** AIM OF THE TASK **
Rewrite all of the records below, replacing "Indicate each instance with one point." with "Mark every instance with a single point." and leaving everything else unchanged. Omit the pictures from your answer.

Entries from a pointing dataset
━━━━━━━━

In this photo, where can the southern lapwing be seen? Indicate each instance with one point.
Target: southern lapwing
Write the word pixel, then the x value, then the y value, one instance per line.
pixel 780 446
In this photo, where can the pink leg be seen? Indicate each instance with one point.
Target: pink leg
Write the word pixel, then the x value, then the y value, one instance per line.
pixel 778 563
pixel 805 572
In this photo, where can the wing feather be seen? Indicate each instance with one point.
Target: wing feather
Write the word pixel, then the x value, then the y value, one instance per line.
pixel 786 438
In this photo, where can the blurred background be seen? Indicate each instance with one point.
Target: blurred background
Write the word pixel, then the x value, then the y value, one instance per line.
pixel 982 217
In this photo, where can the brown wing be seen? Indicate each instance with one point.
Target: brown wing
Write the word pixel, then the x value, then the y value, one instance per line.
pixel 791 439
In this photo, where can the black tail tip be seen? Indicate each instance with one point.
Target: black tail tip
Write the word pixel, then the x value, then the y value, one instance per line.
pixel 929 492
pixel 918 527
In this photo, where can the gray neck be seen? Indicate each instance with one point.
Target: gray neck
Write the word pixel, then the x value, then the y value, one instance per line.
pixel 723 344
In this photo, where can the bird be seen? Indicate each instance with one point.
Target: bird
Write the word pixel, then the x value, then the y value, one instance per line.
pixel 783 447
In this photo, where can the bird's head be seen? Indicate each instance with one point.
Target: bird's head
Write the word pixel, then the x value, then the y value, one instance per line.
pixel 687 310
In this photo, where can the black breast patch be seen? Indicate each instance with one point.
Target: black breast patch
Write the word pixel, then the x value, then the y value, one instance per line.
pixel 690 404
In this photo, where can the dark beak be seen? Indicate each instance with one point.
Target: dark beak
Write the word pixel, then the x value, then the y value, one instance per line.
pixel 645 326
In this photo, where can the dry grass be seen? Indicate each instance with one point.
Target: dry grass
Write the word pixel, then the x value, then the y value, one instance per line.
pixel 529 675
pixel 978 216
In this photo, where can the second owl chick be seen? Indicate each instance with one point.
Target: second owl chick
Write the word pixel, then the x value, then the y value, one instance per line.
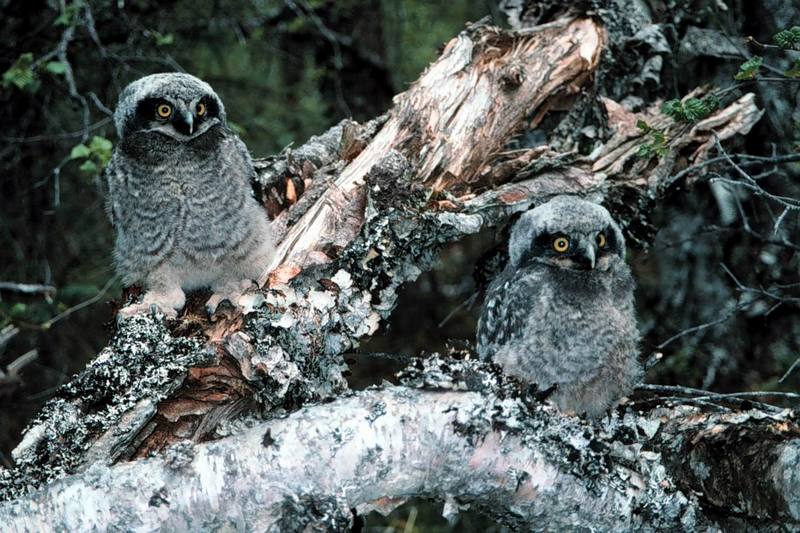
pixel 562 311
pixel 180 196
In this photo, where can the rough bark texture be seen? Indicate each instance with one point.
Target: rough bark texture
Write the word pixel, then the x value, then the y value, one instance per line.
pixel 363 209
pixel 491 448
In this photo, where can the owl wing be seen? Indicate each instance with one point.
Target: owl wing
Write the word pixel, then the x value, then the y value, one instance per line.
pixel 244 158
pixel 510 301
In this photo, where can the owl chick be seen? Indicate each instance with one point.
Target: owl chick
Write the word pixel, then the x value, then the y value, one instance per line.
pixel 561 313
pixel 180 196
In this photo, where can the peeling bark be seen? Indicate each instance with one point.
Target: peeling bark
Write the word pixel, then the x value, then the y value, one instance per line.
pixel 362 209
pixel 487 448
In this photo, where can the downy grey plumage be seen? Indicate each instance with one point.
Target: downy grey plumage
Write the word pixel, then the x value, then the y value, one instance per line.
pixel 562 311
pixel 180 196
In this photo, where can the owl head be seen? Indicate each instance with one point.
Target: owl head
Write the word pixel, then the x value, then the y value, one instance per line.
pixel 174 104
pixel 568 233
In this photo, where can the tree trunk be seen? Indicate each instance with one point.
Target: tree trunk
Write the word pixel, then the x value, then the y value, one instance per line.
pixel 362 209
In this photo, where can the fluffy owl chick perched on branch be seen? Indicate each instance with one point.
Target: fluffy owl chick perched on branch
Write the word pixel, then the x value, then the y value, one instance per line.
pixel 180 196
pixel 561 313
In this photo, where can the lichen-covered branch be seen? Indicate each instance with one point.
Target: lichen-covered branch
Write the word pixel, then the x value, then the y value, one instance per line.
pixel 362 209
pixel 489 448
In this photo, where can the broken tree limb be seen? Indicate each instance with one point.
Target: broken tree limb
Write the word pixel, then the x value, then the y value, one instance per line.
pixel 363 209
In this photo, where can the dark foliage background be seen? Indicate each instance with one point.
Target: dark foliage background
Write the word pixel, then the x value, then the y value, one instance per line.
pixel 289 69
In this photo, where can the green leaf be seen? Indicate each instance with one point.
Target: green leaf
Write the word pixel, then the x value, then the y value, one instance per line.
pixel 673 108
pixel 80 151
pixel 69 17
pixel 21 74
pixel 794 72
pixel 162 39
pixel 101 150
pixel 55 67
pixel 645 151
pixel 100 144
pixel 692 110
pixel 749 69
pixel 788 39
pixel 88 167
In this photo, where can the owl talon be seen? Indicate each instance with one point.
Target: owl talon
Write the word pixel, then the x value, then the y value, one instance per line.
pixel 146 308
pixel 230 293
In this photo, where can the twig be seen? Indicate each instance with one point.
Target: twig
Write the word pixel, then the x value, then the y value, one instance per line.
pixel 788 372
pixel 81 305
pixel 27 288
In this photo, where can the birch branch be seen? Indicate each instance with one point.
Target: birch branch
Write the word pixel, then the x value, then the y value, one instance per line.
pixel 526 465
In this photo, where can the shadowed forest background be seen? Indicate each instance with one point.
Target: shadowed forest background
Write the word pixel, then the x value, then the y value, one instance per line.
pixel 715 266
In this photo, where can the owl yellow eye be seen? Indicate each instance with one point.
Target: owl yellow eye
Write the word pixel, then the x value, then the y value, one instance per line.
pixel 561 244
pixel 164 110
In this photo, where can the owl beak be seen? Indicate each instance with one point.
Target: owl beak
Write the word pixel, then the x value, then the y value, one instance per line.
pixel 586 257
pixel 184 122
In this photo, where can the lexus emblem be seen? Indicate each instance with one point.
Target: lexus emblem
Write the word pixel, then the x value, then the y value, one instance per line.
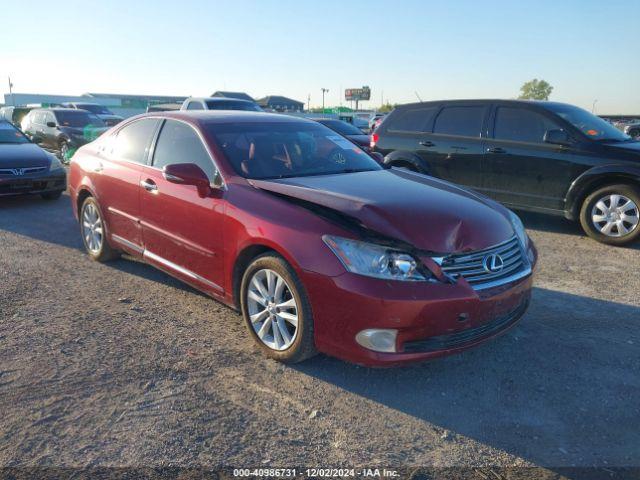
pixel 493 263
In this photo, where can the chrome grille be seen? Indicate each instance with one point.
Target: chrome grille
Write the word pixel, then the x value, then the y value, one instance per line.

━━━━━━━━

** EXERCISE RESULT **
In this photo, where can the southern lapwing be seen? Mark every instance with a single point.
Target: southern lapwing
Write the word pixel, then the x value, then the y value, one instance per line.
pixel 780 446
In this photo, where can the pink leg be seen? Mark every instance with a single point.
Target: pink leg
Write the word pixel, then the x value, then the y value, one instance per line.
pixel 778 563
pixel 805 572
In this photo, where can the wing feather be seen? Mark every instance with a single point.
Target: wing feather
Write the word pixel, then the x value, then the y value, one instance per line.
pixel 786 438
In this photo, where can the blurred background be seen? Mark every instance with a single point.
Target: blurred background
Write the word pixel, then the x value, then the y value, one instance per line.
pixel 982 217
In this photo, where can the brown wing be seen? Mark every instance with a single point.
Target: brown wing
Write the word pixel, then the x value, then the y value, one instance per line.
pixel 791 439
In this photo, where can the black tail tip be seen? Mark every instance with a single point.
Target: black tail tip
Write the word pixel, then the x value, then the y value, one instance per line.
pixel 929 492
pixel 918 527
In this photo, where can the gray neck be seen? Mark every instance with a single point.
Target: gray neck
Write the word pixel, then the x value, then the y value, one instance per line.
pixel 723 344
In this photo, where can the bird be seen? Mark every instance with a single point.
Target: bird
Write the word pixel, then the x value, then the y value, one instance per line.
pixel 783 447
In this photo, where can the bird's head be seen? Mark every instance with a single point.
Target: bird's head
Write the word pixel, then the x value, then the y value, one instance per line.
pixel 687 310
In this photo, where can the black breast patch be seen? Mark every instance with a single point.
Target: black breast patch
Write the word pixel, then the x value, then the y value, one instance per line.
pixel 690 404
In this photo, where can the dark beak be seen? Mark every instance with a single point.
Target: dark beak
Write the word pixel, then the x value, then the y value, one instance per line.
pixel 645 326
In this photo, where can the dry grass be seen? Mark every instance with a single point.
Target: dry grass
Write the word pixel, then the x value, then the y value, one instance per line.
pixel 529 675
pixel 978 216
In this photo, where can the second owl chick be seen? Mark every instance with a single point.
Target: second owl chick
Write the word pixel, then the x value, then the y value, one instance per line.
pixel 562 311
pixel 180 196
In this photo, where can the rough bark texture be seen? Mark every instance with a single point.
Target: rough bark texture
Write the word pixel, then the x value, then the y value, one instance per line.
pixel 363 209
pixel 491 448
In this photo, where can the owl wing be seen? Mark every instance with a single point.
Target: owl wing
Write the word pixel, then the x value, then the y value, one instance per line.
pixel 244 158
pixel 510 301
In this photo, where can the owl chick be seen? Mark every instance with a single point.
Target: owl chick
Write the word pixel, then the x value, then the y value, one instance per line.
pixel 561 313
pixel 180 196
In this photo, where can the peeling bark be seen? Mark every instance with a single point.
Target: peeling bark
Write the word pixel, then the x value, then the y value, one instance per line.
pixel 362 209
pixel 487 448
In this photo, where can the downy grey plumage be seen? Mark every instance with a single point.
Target: downy grey plumage
Write the word pixel, then the x value, then the y value, one instance per line.
pixel 562 311
pixel 180 196
In this photo, where can the owl head be seen? Mark every instance with a single point.
Target: owl head
Write the word pixel, then the x value, then the y value, one instance per line.
pixel 174 104
pixel 568 233
In this photo, where can the tree trunk be seen? Mark every instance with a single point.
Target: tree trunk
Write the word pixel, then the x value, then the y value, one instance per line.
pixel 362 209
In this photo, where can the fluffy owl chick perched on branch be seen? Mark every instance with a single point.
Target: fluffy owl chick perched on branch
Write the word pixel, then the x value, then the y value, one instance per line.
pixel 180 196
pixel 561 313
In this photo, where can the lichen-covered branch be seen? Mark every instance with a single point.
Target: lichen-covered branch
Write the word pixel, then the x value, then the y value, one instance per line.
pixel 362 209
pixel 489 448
In this photo, where can the broken tree limb be seen? Mark every instance with a single point.
Target: broken tree limb
Write the word pixel, then the x value, then the y value, one instance per line.
pixel 363 209
In this photo, where can the dark foliage background be seen? Mark every instance with a single point.
Target: dark foliage background
Write the word pixel, then the x value, then the y value, one instance per line.
pixel 289 69
In this photo, where can the green leaf be seen? Mark every instance with a single point.
Target: green leaf
Write the word pixel, then the x value, then the y value, one instance per line.
pixel 673 108
pixel 80 151
pixel 69 17
pixel 21 74
pixel 794 72
pixel 162 39
pixel 101 150
pixel 55 67
pixel 645 151
pixel 100 144
pixel 692 110
pixel 749 69
pixel 788 39
pixel 88 167
In this photo, where can the owl talon be seen? Mark every instance with a single point.
Target: owl talon
Write the word pixel, then the x value, then the y value, one instance per line.
pixel 146 308
pixel 230 293
In this photo, where can the twig be seen? Mark every instance with a single point.
Target: twig
Write the word pixel, then the x value, then the y value, one instance per line.
pixel 788 372
pixel 81 305
pixel 27 288
In this photo, where can the birch branch be seen? Mark every instance with a single point.
Target: birch branch
Write the word pixel, then the x value, then the y value, one instance per line.
pixel 526 465
In this photo, where can the shadowed forest background be seen? Mark every instance with a single point.
Target: shadowed forest background
Write the word pixel, then the x value, then the y value, one instance per line.
pixel 715 266
In this photo, where can the owl yellow eye be seen? Mark every instance with a single point.
Target: owl yellow eye
Write the word pixel, then the x value, then the y value, one instance per line.
pixel 561 244
pixel 164 110
In this photo, where can the owl beak be seen? Mark every instance with a single point.
Target: owl beak
Write the word pixel, then the x value, then the y value, one instance per line.
pixel 586 257
pixel 184 122
In this photo, where can the lexus emblem be seen? Mark every instance with a single point.
Target: lexus emblem
Write the word pixel, then the x value, then the y value, one instance per line.
pixel 493 263
In this photo, where can the chrome grille be seen? Mark every instance with a single point.
Target: chrome grille
Write the word pixel, then the x value, then the y value, one instance per line.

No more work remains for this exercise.